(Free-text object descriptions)
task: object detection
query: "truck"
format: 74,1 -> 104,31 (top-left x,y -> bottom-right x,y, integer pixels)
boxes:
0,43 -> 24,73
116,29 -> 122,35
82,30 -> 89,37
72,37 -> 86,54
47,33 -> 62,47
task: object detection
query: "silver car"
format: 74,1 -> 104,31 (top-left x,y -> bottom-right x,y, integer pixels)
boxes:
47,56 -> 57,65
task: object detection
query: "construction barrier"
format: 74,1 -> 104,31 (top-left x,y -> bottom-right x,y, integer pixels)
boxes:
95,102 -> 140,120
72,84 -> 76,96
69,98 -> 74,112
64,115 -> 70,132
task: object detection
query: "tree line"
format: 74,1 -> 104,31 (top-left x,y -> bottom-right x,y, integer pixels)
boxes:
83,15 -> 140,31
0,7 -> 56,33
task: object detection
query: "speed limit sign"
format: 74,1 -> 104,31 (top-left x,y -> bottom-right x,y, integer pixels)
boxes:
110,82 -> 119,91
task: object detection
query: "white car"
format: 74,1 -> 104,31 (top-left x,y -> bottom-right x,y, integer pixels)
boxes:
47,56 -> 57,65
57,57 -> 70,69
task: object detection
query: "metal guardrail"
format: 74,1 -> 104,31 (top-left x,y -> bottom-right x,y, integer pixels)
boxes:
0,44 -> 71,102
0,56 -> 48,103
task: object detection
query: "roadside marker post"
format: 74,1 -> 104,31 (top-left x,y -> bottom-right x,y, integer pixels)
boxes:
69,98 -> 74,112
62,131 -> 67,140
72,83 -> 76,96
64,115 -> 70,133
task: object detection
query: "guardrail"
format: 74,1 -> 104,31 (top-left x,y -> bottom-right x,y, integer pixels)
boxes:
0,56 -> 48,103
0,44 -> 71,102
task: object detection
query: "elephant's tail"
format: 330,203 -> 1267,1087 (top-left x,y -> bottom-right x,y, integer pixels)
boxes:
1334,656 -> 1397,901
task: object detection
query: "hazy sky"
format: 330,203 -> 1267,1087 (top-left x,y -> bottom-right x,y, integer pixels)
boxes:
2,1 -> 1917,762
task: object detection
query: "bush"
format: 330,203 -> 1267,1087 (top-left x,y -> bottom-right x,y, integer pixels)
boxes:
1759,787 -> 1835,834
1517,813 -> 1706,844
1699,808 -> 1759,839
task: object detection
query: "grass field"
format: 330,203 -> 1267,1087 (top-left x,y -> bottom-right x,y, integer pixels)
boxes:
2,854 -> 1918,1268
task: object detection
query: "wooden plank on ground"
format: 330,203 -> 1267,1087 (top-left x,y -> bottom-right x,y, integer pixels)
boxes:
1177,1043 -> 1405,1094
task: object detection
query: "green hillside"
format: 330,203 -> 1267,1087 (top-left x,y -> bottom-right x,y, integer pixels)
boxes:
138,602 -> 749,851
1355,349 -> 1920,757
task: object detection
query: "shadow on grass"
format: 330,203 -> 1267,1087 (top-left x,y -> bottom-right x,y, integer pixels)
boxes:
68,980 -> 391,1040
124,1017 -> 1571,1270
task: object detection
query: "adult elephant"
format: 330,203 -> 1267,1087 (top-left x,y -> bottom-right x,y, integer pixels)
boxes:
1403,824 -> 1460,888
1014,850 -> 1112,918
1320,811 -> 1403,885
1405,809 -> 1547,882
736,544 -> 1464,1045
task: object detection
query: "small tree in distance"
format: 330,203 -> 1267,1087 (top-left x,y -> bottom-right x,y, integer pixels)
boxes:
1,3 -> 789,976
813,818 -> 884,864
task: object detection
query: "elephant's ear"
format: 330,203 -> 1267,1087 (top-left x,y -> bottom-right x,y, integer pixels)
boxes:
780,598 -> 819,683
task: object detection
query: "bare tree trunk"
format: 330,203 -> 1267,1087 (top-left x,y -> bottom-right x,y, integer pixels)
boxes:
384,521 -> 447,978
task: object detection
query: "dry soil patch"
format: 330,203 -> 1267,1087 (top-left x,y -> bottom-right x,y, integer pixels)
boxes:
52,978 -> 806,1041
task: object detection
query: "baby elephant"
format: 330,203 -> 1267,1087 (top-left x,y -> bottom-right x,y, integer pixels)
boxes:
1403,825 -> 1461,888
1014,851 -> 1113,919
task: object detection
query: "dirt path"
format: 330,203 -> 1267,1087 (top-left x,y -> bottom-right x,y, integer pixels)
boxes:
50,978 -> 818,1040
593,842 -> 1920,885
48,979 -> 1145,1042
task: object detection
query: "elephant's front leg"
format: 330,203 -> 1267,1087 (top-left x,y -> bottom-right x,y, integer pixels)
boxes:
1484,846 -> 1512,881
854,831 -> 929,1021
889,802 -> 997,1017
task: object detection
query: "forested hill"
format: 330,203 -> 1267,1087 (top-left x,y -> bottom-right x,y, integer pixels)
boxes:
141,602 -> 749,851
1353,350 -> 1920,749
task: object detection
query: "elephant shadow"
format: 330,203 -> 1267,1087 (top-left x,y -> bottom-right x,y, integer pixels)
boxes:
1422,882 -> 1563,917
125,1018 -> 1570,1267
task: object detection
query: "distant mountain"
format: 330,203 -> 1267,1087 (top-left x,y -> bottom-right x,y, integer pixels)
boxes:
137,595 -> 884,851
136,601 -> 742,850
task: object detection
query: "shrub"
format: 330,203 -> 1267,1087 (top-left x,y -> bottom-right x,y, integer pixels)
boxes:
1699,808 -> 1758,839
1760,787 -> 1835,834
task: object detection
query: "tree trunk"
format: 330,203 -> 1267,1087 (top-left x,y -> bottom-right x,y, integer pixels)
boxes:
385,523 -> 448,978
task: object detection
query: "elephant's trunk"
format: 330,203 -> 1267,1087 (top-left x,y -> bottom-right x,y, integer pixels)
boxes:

» What to do
Check each line of the records for the word "trunk" and extract those that contain it.

» Response for this exercise
query: "bare tree trunk"
query: "tree trunk"
query: "elephant's trunk"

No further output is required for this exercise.